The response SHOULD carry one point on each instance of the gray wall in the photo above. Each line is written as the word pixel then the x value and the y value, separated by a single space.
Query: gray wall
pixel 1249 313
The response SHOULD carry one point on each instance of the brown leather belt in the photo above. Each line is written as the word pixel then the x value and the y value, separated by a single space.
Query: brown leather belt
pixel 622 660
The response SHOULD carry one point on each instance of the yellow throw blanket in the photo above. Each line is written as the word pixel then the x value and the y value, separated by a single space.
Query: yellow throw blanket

• [AIM OF THE TASK]:
Return every line of the records above without any change, keeping their original order.

• [ANSWER]:
The response SHOULD carry one point on each instance of the gray wall in the photo above. Each line is written as the word pixel then the x value and the y value, separated by a single space.
Query: gray wall
pixel 1249 313
The response SHOULD carry one point on each instance of the brown leather belt in the photo above. Each line is written as the word pixel then the x value and the y value, separated by a single space.
Query: brown leather belt
pixel 622 660
The response SHOULD carry one point on each instance of the yellow throw blanket in the photo above. Each line is written as the word pixel then the x value and the y value, separated by a single space.
Query: yellow throw blanket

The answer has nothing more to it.